Repeat the listing in full, preserving every character.

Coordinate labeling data
=-=-=

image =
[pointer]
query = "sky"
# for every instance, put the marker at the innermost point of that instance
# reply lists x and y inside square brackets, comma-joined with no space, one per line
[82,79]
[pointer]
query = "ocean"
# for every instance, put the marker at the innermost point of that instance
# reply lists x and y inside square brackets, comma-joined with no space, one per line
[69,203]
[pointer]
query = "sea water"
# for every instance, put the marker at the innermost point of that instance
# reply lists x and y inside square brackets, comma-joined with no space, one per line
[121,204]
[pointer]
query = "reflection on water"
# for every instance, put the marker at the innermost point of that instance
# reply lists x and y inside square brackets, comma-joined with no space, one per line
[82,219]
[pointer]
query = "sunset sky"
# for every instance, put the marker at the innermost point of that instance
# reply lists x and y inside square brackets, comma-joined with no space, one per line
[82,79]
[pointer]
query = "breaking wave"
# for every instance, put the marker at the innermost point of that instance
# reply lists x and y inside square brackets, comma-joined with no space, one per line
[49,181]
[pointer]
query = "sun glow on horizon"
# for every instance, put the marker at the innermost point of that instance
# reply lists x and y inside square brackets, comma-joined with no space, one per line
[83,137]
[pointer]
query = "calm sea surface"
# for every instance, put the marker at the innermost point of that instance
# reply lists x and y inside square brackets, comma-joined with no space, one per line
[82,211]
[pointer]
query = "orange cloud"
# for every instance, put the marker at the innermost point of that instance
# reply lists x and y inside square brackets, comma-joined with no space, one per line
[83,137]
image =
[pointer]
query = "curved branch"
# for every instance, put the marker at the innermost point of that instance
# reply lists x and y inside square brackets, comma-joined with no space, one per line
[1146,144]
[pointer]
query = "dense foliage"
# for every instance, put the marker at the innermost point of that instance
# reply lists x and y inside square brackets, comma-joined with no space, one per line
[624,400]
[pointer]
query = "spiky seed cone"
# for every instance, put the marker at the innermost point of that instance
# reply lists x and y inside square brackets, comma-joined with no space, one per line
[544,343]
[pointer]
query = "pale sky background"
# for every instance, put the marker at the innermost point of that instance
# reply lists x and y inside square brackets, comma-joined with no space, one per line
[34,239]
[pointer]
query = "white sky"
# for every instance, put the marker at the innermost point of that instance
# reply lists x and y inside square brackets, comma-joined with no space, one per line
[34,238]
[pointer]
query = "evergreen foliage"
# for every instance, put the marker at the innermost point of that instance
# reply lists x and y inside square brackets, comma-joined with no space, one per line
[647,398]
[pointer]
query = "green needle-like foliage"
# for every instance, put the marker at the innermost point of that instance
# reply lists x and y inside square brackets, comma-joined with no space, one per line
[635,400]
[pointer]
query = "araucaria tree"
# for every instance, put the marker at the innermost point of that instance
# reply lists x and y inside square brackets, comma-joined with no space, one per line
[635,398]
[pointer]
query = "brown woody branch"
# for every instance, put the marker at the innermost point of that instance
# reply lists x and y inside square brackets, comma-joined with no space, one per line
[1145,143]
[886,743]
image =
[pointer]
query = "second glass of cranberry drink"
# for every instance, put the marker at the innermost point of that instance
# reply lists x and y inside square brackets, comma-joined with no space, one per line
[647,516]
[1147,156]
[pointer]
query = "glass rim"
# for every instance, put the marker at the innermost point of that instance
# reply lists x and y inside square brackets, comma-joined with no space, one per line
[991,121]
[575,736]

=-=-=

RESPONSE TO THIS EXERCISE
image =
[pointer]
query = "sky"
# for every instance, put the marker at the innermost point of that instance
# reply lists x and y inside square brackets, comma-joined with no space, one per line
[82,79]
[pointer]
query = "ocean"
# for every instance, put the marker at the innermost point of that instance
# reply lists x and y inside square brackets, comma-joined with no space, one per line
[69,203]
[pointer]
query = "sea water"
# for every instance, put the marker at the innermost point of that instance
# reply lists x and y inside square brackets, comma-joined with no space, one per line
[121,204]
[pointer]
query = "reflection on water"
# for every instance, put the marker at the innermost point of that instance
# reply lists x and y inside square brackets, comma-joined with no space, one per line
[82,219]
[pointer]
query = "sunset sky"
# for every instance, put the marker at the innermost point of that instance
# reply lists x and y inside square brackets, comma-joined with no space, one per line
[82,79]
[pointer]
query = "breaking wave"
# for every instance, put the marker at the innermost point of that instance
# reply lists x and y inside square brackets, comma-joined with no space, one per line
[49,181]
[pointer]
query = "sun glow on horizon"
# for every instance, put the marker at the innermost point of that instance
# reply lists x and y inside square brackets, comma-joined with no space, one per line
[83,137]
[pointer]
query = "calm sea surface"
# for every instance, put the marker at the innermost point of that instance
# reply lists x and y inside square brackets, comma-joined with no space, one per line
[82,211]
[pointer]
query = "orange cloud"
# for every instance, put the marker at the innermost point of that instance
# reply lists x and y inside square brackets, comma-joined with no space, one per line
[83,137]
image =
[pointer]
query = "curved branch"
# for every instance, put the marker at the innermost point of that instance
# reply lists x and y inside square brackets, comma-joined with no space, one per line
[1146,144]
[pointer]
query = "dense foliage"
# for every instance, put the marker at the innermost point of that instance
# reply lists x and y inside square brackets, comma-joined with no space, one per line
[624,400]
[pointer]
query = "spiky seed cone"
# for every instance, put the marker at the innermost point of that instance
# reply lists x and y inside square brackets, comma-joined with no space, one per line
[544,343]
[pointer]
query = "pale sky background"
# for every instance, put the marker at the innermost point of that instance
# reply lists x and y inside square brackets, comma-joined with no space, one per line
[34,239]
[pointer]
query = "white sky"
# for every instance, put the marker at the innermost point of that instance
# reply lists x and y inside square brackets, comma-joined with no space, one per line
[34,238]
[pointer]
query = "evergreen foliage"
# for every instance, put the marker at the innermost point of that instance
# reply lists x and y inside square brackets, comma-joined with no space, one per line
[647,398]
[pointer]
query = "green needle-like foliage"
# for every instance, put the marker at the innermost point of that instance
# reply lists x and y inside square brackets, comma-joined with no space, one per line
[635,400]
[pointer]
query = "araucaria tree"
# for every instance, put the marker at the innermost point of that instance
# reply lists x and y inside square brackets, comma-joined with no space, one per line
[635,398]
[pointer]
query = "brown woody branch"
# for every instance, put the marker at the innermost point of that instance
# reply lists x and y inside square brackets, comma-joined with no space, one per line
[1145,143]
[886,743]
image =
[pointer]
query = "second glass of cranberry drink"
# for every instance, put the marker at the innermost point of that instance
# reply lists x and y inside square brackets, comma-joined with no space, one per line
[647,516]
[1147,156]
[pointer]
query = "glass rim"
# for every instance, put the marker at the innermost point of that instance
# reply lists x and y inside square brackets, comma-joined with no space, one per line
[991,121]
[575,736]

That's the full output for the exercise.